Like AWS Sagemaker, Vertex AI is an option to deploy your model, it has a very similar deployment pattern to that of Sagemaker. Unforetuenly, like Sagemaker, endpoints don’t support preemptible (spot) instances. Using a service such as Google Kubernetes Engine (GKE) would support GPUs, preemptible instances and scale to zero if desired.
OpenAI
Although we look at OpenAI, OpenAI’s pricing style has been adopted by most of the vendors selling direct, API access to their models.
OpenAI charges by token. OpenAI says, “Tokens are pieces of words used for natural language processing. For English text, 1 token is approximately 4 characters or 0.75 words.”. Alternatives to OpenAI such as Cohere, Google Cloud’s PaLM API (not to be confused with deploying your own), all charge token-based.
OpenAI charges for both input tokens and the output tokens of an interaction. Currently, as of 7 August, the price sits at $0.03 / 1K input tokens, and $0.06 / 1K output tokens for their GPT4 model.
Tallying the cost
Now, let’s bring this all together. Since we are exploring different billing models, we need to make some assumptions:
- The average message or interaction contains words, or 200 tokens and an additional 100 tokens are used for prompting. So, 300 tokens for the input. Let’s say, you also get 300 tokens back as output tokens. Giving us a cost per message of: $0.03.
- The length of the message is largely irrelevant for the cloud deployments - and this is what helps them become economical. But, as the number of queries increases - the more demand you’ll have for multiple instances. Ensure you can scale down easily as well! For this, I didn’t explore the point at which you may need scale to additional instances.

What needs to be done:
Please answer these from the excerpt on model deployment costs:
1. Which service would support GPUs, preemptible instances and scale to zero?
2. What unit does OpenAI charge by?
3. As of 7 August, what is the price per 1K output tokens for GPT4?
The records aren't needed for anything here.

[Referring expression pointing data]
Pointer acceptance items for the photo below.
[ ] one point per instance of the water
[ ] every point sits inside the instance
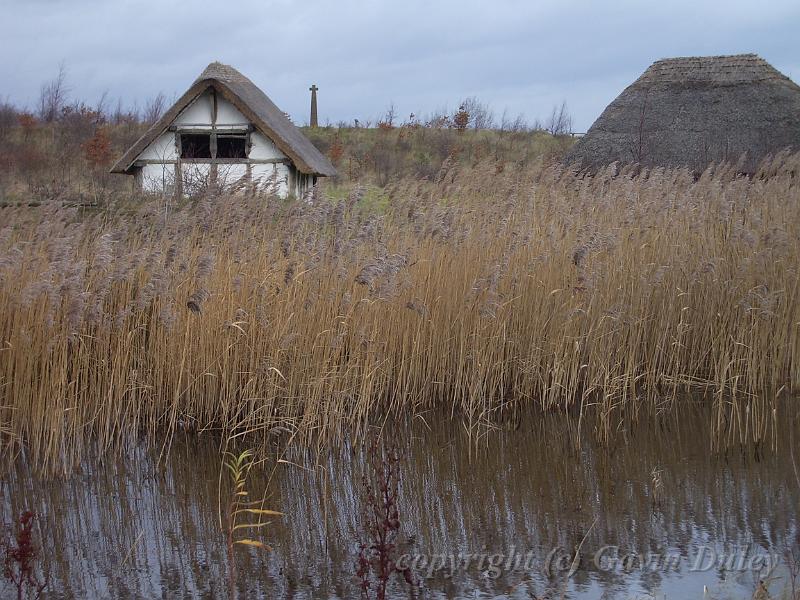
(480, 518)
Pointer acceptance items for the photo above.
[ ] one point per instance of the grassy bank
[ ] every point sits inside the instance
(479, 292)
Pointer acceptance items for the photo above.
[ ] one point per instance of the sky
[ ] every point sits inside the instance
(519, 57)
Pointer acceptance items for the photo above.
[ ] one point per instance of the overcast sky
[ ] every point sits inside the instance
(519, 56)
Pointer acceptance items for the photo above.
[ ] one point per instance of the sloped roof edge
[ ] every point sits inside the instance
(250, 101)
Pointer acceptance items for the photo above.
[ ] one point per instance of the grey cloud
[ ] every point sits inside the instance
(523, 56)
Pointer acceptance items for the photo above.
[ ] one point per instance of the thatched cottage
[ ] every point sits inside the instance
(694, 111)
(224, 131)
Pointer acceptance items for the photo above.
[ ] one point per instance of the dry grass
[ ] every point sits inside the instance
(480, 293)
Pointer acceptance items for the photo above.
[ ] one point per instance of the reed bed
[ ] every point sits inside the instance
(481, 294)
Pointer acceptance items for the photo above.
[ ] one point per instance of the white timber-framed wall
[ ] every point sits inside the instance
(211, 142)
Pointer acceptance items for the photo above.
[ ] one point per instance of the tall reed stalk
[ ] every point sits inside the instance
(481, 294)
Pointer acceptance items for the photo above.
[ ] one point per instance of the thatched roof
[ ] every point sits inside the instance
(253, 104)
(694, 111)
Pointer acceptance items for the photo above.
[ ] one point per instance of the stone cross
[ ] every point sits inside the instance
(313, 90)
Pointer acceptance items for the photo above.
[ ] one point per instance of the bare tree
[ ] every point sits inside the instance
(154, 108)
(480, 114)
(53, 96)
(560, 121)
(8, 118)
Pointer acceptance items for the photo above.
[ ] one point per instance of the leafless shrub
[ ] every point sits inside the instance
(560, 121)
(53, 96)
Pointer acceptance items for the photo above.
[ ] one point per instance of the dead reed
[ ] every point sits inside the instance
(481, 293)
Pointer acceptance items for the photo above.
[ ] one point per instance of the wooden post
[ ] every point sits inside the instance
(314, 90)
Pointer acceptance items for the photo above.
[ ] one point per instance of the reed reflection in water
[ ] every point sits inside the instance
(137, 527)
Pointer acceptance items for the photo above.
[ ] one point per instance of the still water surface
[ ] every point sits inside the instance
(482, 518)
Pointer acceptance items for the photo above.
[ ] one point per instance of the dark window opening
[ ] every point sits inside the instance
(231, 146)
(195, 145)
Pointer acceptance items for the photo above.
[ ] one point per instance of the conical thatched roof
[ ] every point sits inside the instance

Problem solution:
1. Google Kubernetes Engine (GKE)
2. By token
3. $0.06